## TEXT FOR ANALYSIS:
________________________

It was my last doctor’s appointment, the oncologist. I had already met with him before my surgeries so I knew what he was going to recommend. What I didn’t know was how that appointment would test me.
I was 21 days past my 3rd surgery and I felt physically better than I had in a very long time. I was still in pain and felt tired easily, but I wasn’t facing anymore surgeries. I felt confident as my husband drove me to the doctor’s office.
It still causes a flutter in my stomach every time we pull into that parking lot. Two of my doctors, my mammograms, biopsies and all my surgeries have been located in the same building. I have to take a deep breath before I can get out of the car.
As we got off the elevator I turned the wrong way and strode off confidently until my husband caught up with me and turned me around. As we entered the office I prepared myself for the fear energy that I knew permeated the room. After a brief interaction with the receptionist we found seats and waited for my name to be called.
An elderly woman with a walker sat down across from me, she pulled out a bottle of water but her arthritic hands couldn’t twist off the cap. I gently slid into the seat next to her and asked if I could help. She graciously accepted and we exchanged a few words about how difficult those little caps can be.
It felt good to be of service.
As I moved back to my seat the woman next to me told me how she also sometimes struggled with those caps and I agreed that some were harder than others. We engaged in idle chit chat and the next thing I know she is pulling out a giant pill container from her purse to show me how organized she is about her medications. I can hear the fear in her voice. She is doing everything she can.
The nurse calls my name and we follow her back to the scale, apparently I am feeling better because I have gained back 2 of the 10 pounds I lost. My vitals are all good and she asks if I had 2 lumpectomies. “No I actually had 3”, I reply. She responds with a wow and pokes around on the computer trying to find the reports from all of them.
After finishing with the computer she tells us the doctor will be in shortly as she leaves the room.
It wasn’t long before the doctor came in introducing himself and shaking our hands. He doesn’t remember that I was here before but I don’t care because this is going to be short and sweet, write me the prescription and away I go. He introduces the young woman with him as his PA and shares that she graduated just a week ago. She smiles brightly as we congratulate her.

________________________

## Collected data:
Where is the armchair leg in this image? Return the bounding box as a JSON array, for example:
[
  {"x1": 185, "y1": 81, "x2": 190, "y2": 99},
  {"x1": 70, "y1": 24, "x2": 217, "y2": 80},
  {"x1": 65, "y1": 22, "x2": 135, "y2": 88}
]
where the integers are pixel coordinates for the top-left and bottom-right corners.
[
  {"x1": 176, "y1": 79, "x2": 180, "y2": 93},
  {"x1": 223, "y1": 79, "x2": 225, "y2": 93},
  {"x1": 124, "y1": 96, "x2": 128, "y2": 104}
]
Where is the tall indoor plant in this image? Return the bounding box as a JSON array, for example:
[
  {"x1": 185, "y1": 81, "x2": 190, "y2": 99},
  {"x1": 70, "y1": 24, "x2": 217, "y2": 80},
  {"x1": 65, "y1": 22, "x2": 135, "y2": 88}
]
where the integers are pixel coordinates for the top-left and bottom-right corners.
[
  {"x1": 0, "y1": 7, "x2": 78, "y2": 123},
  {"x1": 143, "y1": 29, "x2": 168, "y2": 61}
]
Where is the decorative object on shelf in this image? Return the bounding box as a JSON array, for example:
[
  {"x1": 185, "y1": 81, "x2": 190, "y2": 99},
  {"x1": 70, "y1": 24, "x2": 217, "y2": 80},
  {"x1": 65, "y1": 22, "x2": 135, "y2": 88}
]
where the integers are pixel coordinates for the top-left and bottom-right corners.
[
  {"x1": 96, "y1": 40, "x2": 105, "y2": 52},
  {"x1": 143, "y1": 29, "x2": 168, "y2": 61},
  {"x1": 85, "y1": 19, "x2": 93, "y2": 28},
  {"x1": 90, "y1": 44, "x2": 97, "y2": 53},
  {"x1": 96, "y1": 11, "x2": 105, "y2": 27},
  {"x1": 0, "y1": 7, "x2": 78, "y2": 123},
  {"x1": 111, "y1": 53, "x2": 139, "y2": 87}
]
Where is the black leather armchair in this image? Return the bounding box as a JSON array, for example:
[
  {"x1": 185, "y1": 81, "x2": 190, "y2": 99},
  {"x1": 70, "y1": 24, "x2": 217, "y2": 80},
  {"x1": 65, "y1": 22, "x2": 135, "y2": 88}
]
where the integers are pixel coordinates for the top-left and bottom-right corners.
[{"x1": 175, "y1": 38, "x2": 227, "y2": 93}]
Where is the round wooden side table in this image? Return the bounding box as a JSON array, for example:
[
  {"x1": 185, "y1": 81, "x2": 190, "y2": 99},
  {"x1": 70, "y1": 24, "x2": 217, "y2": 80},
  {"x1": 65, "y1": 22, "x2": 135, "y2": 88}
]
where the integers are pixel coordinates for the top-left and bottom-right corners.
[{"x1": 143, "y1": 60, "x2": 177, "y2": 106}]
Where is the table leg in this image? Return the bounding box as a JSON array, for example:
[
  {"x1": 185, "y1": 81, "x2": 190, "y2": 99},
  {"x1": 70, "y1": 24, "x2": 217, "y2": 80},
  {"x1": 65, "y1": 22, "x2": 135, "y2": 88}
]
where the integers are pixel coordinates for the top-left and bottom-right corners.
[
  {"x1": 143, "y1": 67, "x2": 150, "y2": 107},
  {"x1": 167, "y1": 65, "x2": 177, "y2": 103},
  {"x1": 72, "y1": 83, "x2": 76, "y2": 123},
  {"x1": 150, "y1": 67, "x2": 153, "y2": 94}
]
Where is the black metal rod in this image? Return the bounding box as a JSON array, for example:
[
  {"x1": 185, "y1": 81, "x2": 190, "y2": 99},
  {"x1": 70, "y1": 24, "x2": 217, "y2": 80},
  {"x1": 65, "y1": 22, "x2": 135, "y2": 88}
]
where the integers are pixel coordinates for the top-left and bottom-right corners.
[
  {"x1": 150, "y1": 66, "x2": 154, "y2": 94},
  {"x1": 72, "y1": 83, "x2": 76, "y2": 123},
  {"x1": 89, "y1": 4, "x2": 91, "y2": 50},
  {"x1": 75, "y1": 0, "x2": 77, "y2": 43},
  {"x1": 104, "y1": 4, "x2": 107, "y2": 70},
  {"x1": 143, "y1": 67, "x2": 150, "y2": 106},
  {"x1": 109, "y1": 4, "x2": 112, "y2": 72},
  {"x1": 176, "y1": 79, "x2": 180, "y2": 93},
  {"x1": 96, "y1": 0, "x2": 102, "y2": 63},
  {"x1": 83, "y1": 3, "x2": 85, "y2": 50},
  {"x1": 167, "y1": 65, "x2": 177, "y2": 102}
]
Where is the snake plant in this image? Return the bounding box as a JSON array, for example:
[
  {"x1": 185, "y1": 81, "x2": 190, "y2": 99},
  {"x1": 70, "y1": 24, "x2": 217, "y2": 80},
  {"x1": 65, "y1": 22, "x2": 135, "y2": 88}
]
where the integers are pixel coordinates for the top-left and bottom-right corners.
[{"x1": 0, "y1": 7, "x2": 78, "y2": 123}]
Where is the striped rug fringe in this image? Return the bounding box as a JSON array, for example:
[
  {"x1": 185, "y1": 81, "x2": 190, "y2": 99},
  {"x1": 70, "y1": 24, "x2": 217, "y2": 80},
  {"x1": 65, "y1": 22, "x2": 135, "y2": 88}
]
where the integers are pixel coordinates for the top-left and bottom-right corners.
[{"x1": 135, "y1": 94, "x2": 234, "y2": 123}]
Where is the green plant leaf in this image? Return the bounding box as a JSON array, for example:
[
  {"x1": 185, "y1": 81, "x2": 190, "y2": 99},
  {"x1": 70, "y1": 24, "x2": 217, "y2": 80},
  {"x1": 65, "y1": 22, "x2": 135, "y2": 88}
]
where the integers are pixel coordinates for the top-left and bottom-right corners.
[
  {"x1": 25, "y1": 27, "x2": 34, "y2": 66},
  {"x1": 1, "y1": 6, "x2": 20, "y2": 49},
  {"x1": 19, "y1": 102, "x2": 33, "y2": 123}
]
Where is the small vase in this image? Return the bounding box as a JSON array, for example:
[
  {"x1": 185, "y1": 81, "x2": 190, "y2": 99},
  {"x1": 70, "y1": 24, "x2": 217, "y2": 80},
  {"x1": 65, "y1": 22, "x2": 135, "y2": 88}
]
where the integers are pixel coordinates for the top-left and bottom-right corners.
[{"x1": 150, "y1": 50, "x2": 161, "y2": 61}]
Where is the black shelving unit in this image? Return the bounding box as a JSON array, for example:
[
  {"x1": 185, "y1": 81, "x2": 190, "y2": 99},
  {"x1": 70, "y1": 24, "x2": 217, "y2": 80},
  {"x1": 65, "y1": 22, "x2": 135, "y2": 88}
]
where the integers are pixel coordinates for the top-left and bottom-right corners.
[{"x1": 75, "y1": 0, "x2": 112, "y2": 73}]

________________________

## PROMPT A:
In the account of the oncology appointment, how many lumpectomies does the narrator say they had?
## PROMPT B:
Carry the account of the oncology appointment forward from its last sentence.

## ANSWER AREA A:
Three.

## ANSWER AREA B:
The doctor is leaning on the exam table shuffling through the papers in my file. “You had a lumpectomy?” he asks without looking up. “Well actually 3 lumpectomies and a lymph node taken out”, I reply. He asks when and I rattle off the dates. I know them by heart. He shuffles through the papers, every so often reading a line softly out loud to himself.
Still leaning on the table he looks over his glasses at me and asks about radiation. “I have decided not to do radiation”, I say proudly.
He stops shuffling the papers and asks why. “I don’t feel it is right for me”, I answer.
I worked through all that after my visit with the radiation doctor and feel confident in my decision. I assume these are just routine questions that he is asking before he writes the prescription. After all he is the oncologist and has nothing to do with radiation.
I was blindsided by what happened next.
He straightened up, looked across the room at me and said “You’re making a big mistake. You have to have radiation.”
But I’m not giving in so easily. “I don’t want to do radiation”, I tell him.
“You had to have 3 surgeries and you had a micro-invasion. Radiation is safe these days, there are no side effects”, he says sternly. When I bring up the brittle ribs and lung damage that can come from radiation he replies that those are very minimal side effects.
They don’t sound minimal to me.
He invites me over to the exam table. Now he is right next to me, in my space, determined to change my mind about radiation. He kept hammering away at me; at least 3 times he said if I were his sister he would tell me to do radiation. He listens to my heart and lungs, while telling me more reasons why I should change my mind.
I can feel the energy get out of control and I start to doubt myself.
I thought I was over the scary stuff. This was just supposed to be an in and out prescription writing visit. What happened?
I’m not ready to give in just yet.
I ask him about the odds of recurrence. The radiation doctor had told me but I wanted to hear it from this doctor. He confirms that if a woman doesn’t do radiation there is a 40% chance of recurrence of breast cancer.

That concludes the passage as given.